WHAT NEEDS TO BE DONE -
Recast the listing, from its start down through the line containing "left=475, top=247, right=541, bottom=436" (both ends included), as a two-column CSV headed input and output. Each row pairs a line of wording in input with the answer that follows it in output, each in a single quoted field with line breaks replaced by spaces.

Begin

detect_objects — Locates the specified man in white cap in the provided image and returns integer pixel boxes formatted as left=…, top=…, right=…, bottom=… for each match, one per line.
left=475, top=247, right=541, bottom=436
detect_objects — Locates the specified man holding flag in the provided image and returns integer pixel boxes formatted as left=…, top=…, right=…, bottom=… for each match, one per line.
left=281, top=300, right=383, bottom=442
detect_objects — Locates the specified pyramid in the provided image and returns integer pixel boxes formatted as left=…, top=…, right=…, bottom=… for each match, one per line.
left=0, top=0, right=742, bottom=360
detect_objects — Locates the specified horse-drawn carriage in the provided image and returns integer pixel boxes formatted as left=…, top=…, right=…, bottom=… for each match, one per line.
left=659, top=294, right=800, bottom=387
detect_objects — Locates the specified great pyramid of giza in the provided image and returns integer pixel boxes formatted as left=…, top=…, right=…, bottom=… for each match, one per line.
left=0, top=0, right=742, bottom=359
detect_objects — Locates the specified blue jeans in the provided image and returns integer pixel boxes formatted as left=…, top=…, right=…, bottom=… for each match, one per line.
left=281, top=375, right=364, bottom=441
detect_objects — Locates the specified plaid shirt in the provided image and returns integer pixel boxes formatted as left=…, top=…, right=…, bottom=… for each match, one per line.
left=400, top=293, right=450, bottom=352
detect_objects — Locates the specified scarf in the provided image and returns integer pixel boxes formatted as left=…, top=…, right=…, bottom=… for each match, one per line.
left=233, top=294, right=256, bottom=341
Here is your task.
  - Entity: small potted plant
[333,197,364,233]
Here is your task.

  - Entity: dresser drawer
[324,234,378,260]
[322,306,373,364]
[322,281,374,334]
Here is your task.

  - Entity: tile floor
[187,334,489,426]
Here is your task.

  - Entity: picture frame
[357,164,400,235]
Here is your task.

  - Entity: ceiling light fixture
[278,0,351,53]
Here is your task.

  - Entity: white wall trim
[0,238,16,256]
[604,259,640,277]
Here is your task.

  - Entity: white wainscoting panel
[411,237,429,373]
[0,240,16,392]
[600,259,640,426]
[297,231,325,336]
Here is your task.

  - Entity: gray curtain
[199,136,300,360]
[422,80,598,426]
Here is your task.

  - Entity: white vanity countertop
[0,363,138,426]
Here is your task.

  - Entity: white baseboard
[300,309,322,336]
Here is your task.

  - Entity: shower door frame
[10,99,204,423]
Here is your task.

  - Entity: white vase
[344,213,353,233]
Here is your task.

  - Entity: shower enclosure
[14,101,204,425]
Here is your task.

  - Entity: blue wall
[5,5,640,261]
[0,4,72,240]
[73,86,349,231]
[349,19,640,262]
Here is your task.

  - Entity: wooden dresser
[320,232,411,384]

End

CORRECT RESULT -
input,output
"detect_objects — Locates the specified man in white cap in the provided image and returns integer pixel boxes formatted as left=…, top=…, right=…, bottom=… for each match, one per line.","left=475, top=247, right=541, bottom=436"